Texto:
Andréia tem sete filhos, de três maridos diferentes. O mais recente desses maridos está na cadeia. Não quis me inteirar exatamente de qual acusação pesa sobre ele, mas Andréia está convicta da sua inocência. Não é o que pensa a mãe de Andréia, que não pode nem ouvir falar no homem. Mas toda quinta-feira Andréia vai visitá-lo no presídio. E o homem só chora. Às vezes tem crises de ciúme, acha que Andréia tem outro aqui fora. Andréia ri: quando iria ter tempo para arrumar outro? Todos os dias está trabalhando, depois ainda tem a casa e os meninos.

Dados extraídos:
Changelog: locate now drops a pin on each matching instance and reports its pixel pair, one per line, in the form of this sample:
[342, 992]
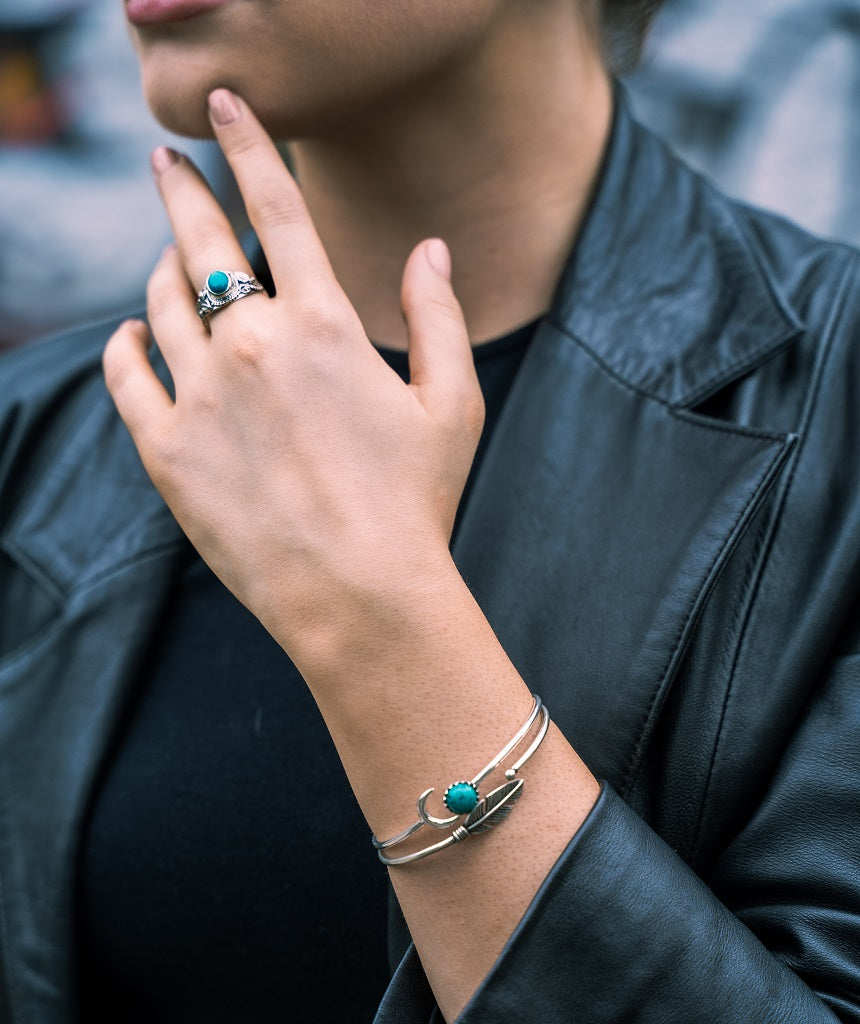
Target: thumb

Atividades:
1. Segundo o texto, quantos filhos Andréia tem?
2. Com base no texto, explique por que Andréia ri das crises de ciúme do marido.
3. No texto, troque "quinta-feira" por "sexta-feira" e reescreva o trecho que começa em "Andréia tem sete" e termina em "e os meninos.".

Gabarito:
1. Sete filhos, de três maridos diferentes.

2. Ela não teria tempo para arrumar outro homem. Trabalha todos os dias e, depois, ainda tem a casa e os meninos.

3.
Andréia tem sete filhos, de três maridos diferentes. O mais recente desses maridos está na cadeia. Não quis me inteirar exatamente de qual acusação pesa sobre ele, mas Andréia está convicta da sua inocência. Não é o que pensa a mãe de Andréia, que não pode nem ouvir falar no homem. Mas toda sexta-feira Andréia vai visitá-lo no presídio. E o homem só chora. Às vezes tem crises de ciúme, acha que Andréia tem outro aqui fora. Andréia ri: quando iria ter tempo para arrumar outro? Todos os dias está trabalhando, depois ainda tem a casa e os meninos.